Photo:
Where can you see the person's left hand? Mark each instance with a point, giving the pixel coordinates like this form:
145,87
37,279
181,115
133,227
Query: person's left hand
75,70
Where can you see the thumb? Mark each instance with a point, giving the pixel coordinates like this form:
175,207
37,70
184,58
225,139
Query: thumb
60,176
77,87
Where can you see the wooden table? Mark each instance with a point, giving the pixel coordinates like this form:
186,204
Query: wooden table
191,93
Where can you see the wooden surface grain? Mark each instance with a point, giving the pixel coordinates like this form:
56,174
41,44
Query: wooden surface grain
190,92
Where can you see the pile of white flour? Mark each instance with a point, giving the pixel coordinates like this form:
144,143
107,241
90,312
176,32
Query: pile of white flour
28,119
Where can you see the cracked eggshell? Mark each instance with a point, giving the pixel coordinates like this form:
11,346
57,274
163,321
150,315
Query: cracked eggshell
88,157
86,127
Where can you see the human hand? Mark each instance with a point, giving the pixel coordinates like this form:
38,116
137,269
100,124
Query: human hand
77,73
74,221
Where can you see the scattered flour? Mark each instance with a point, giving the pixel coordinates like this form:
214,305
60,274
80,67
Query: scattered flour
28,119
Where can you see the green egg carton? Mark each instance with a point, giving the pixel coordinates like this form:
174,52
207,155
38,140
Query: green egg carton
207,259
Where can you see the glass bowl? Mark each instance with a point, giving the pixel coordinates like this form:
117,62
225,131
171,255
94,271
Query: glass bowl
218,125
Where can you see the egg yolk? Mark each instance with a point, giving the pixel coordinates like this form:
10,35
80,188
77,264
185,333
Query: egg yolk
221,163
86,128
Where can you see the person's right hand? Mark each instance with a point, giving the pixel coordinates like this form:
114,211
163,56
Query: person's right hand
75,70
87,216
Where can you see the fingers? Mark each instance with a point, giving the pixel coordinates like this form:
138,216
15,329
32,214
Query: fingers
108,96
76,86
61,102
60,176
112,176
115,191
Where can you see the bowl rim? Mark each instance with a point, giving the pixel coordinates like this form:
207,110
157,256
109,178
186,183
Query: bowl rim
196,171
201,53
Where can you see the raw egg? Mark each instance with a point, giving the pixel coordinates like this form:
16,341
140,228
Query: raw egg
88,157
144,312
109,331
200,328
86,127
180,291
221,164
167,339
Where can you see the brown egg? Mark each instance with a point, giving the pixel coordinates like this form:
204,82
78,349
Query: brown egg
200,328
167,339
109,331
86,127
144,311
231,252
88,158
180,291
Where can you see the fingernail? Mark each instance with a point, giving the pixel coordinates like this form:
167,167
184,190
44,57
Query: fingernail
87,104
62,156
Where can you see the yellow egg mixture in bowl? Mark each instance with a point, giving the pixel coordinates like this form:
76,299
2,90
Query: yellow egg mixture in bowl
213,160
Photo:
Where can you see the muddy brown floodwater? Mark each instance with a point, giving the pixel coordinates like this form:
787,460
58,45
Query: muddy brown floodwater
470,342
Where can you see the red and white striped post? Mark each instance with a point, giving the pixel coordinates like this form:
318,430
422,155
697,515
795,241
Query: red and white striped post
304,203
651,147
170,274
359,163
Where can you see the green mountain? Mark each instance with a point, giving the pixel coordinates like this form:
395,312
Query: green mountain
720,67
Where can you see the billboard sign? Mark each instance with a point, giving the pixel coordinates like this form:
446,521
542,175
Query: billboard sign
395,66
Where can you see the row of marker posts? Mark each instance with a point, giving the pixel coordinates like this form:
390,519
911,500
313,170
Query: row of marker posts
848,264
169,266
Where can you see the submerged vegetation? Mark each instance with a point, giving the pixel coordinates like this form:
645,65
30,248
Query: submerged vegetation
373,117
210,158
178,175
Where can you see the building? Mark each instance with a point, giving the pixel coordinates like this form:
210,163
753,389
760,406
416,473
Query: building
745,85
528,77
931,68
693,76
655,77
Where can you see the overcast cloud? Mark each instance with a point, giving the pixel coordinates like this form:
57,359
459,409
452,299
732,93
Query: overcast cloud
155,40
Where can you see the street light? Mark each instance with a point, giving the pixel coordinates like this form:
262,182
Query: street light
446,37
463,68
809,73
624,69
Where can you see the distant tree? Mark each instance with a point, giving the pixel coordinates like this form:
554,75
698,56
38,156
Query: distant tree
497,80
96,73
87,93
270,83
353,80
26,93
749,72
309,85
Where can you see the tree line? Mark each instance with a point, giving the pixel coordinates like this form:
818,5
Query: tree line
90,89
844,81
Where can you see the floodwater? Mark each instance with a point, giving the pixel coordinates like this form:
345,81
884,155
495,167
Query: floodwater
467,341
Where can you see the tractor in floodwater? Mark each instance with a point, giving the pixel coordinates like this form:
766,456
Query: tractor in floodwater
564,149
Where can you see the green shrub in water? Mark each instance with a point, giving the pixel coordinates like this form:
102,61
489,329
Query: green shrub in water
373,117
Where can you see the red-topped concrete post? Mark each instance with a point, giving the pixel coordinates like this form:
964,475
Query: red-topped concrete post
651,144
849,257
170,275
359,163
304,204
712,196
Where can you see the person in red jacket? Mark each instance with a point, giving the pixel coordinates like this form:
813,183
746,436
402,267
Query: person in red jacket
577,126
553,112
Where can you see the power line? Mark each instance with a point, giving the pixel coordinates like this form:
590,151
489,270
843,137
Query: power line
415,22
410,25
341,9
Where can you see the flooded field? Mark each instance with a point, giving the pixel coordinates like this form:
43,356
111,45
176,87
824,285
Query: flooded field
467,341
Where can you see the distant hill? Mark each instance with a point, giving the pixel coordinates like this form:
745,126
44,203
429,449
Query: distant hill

════════════════════

# What the task asks:
The complete data is to be transcribed verbatim.

# Answer for the task:
Photo:
Where can you see the person's left hand? Mark each instance with a point, giving the pixel coordinates like this form:
145,87
37,279
181,115
133,227
Query: person's left hand
75,70
Where can you see the thumb? Mark each instance with a point, giving the pixel coordinates like this form:
175,207
37,70
184,58
225,139
Query: thumb
60,176
77,87
Where can you see the wooden table? Mark each instance with a point, giving the pixel coordinates like this form:
186,204
Query: wooden table
191,93
Where can you see the wooden surface grain? Mark each instance with a point, giving the pixel coordinates like this form:
56,174
41,44
Query: wooden surface grain
190,92
Where can you see the pile of white flour? Mark each instance with a point, giving the pixel coordinates like this form:
144,143
107,241
90,312
176,32
Query: pile of white flour
28,119
Where can you see the cracked eggshell? Mark each instance with a point, giving the pixel coordinates like this form:
11,346
57,274
163,321
150,315
Query: cracked eggshell
88,157
86,127
Where can you see the human hand? Mark each instance with a point, giving the pixel coordinates like this form:
38,116
137,269
100,124
Query: human hand
77,73
74,221
Where can you see the scattered flour? Mark each instance with a point, giving the pixel coordinates like this form:
214,305
60,274
80,67
Query: scattered flour
28,119
Where can you see the green egg carton? Mark each instance with a point, giving the pixel coordinates like this form:
174,52
207,155
38,140
Query: green egg carton
207,259
Where can you see the glass bowl? Mark each instance with a point, giving the pixel coordinates like this form:
117,62
225,131
171,255
94,271
Query: glass bowl
218,125
Where can you see the egg yolk? Mark each instance with a point, giving the pixel coordinates like this form:
10,35
80,188
77,264
185,333
Query: egg yolk
221,163
86,128
Where can you see the person's right hand? Mark each instance with a point, giving the pixel coordinates like this form:
114,211
163,56
Query: person's right hand
75,70
87,216
Where can you see the fingers? Mark each instance with a point, giving the pixel coordinates like this form:
138,216
15,329
32,214
Query: fingers
108,96
76,86
61,102
60,176
112,176
115,191
Where can you see the bowl rim? Mark each instance with a point, giving the pixel coordinates like this form:
207,110
157,256
109,178
186,183
Query: bowl rim
196,171
201,53
Where can you see the raw egg? Mark each instance with a point, giving the pixel coordinates like this form:
16,341
140,228
Query: raw egg
88,157
144,312
109,331
200,328
86,127
180,291
221,164
167,339
Where can you see the brown egg? Mark each instance with a point, giving the pixel coordinates like this form:
204,82
78,349
Query: brown egg
200,328
167,339
109,331
86,127
144,311
231,252
88,158
180,291
Where can you see the fingernail? Mark each instance with a point, giving the pixel coordinates like this form:
167,167
184,190
44,57
Query: fingernail
87,104
62,156
Where can you see the yellow egg mixture in bowl? Mark each instance with a point, giving the pixel coordinates like this form:
76,299
2,90
Query: yellow egg mixture in bowl
213,160
Photo:
Where can you see the muddy brown floodwater? Mark each instance with a point, giving the pixel coordinates like this form:
787,460
58,45
Query: muddy brown floodwater
470,342
Where can you see the red and white striped post? Mark each instance with a point, giving the pixel coordinates like this form:
318,430
422,155
697,515
795,241
Query: red and white striped post
304,203
651,147
170,274
359,163
Where can you see the green mountain? Mark each instance with a point, giving the pixel coordinates like this form:
395,312
Query: green mountain
720,67
Where can you see the billboard sign? Mark each instance with a point, giving the pixel coordinates like this form:
446,521
542,175
Query: billboard sign
395,66
Where can you see the row of marker posts? Mark each instance with a point, giving the pixel coordinates like this form:
390,519
911,500
313,170
Query: row of marker posts
848,264
169,266
Where can you see the submerged vegetation? Mark each instance with a point, giving the pixel coordinates like this form:
645,65
30,248
Query: submerged vegetation
373,117
210,158
178,175
Where can you see the building? Mark each instance with a point, giving the pixel coordinates like this form:
210,163
753,389
760,406
416,473
Query: building
745,85
528,77
931,68
693,76
655,77
Where can you see the overcast cloud? Mark each instance with a point, giving the pixel coordinates like this form:
57,359
459,409
452,299
732,93
Query: overcast cloud
155,40
Where can you see the street light? Mark each instance with a point, giving the pixel coordinates like this form:
262,182
Query: street light
446,37
463,68
809,73
624,69
Where can you see the distant tree? Mark each instance with a point, giving the pixel coordinates like this form:
554,75
698,56
38,156
Query: distant tree
497,80
96,73
87,93
270,83
353,80
26,93
749,72
309,85
Where can you see the tree line? Mark each instance with a point, giving the pixel coordinates like this form:
818,5
Query: tree line
90,89
844,81
Where can you see the floodwater? Mark each instance with a point, giving the pixel coordinates like this form:
345,81
884,155
495,167
Query: floodwater
467,341
Where can you see the tractor in floodwater? Mark each instance with a point, giving the pixel coordinates like this form:
766,456
Query: tractor in floodwater
564,149
Where can you see the green shrub in water? Mark each instance with a point, giving the pixel coordinates like this form:
102,61
489,329
Query: green shrub in water
373,117
Where can you see the red-topped concrete post? Mark each instance with a point, giving the pixel coordinates like this form:
964,475
Query: red-topped concrete post
651,144
849,257
170,275
359,163
304,204
712,196
Where can you see the person in red jacket? Mark each instance with a point, giving the pixel coordinates like this form:
813,183
746,436
402,267
Query: person in red jacket
577,126
553,112
Where can you see the power line? Mark each instance with a point, giving the pixel coordinates like this form:
590,151
489,270
843,137
Query: power line
415,22
410,25
341,9
Where can you see the flooded field? Mark each instance with a point, giving the pixel coordinates like this form:
43,356
111,45
176,87
824,285
Query: flooded field
467,341
Where can you see the distant hill? Mark each instance with a point, giving the pixel coordinates like this form:
745,126
44,203
429,449
Query: distant hill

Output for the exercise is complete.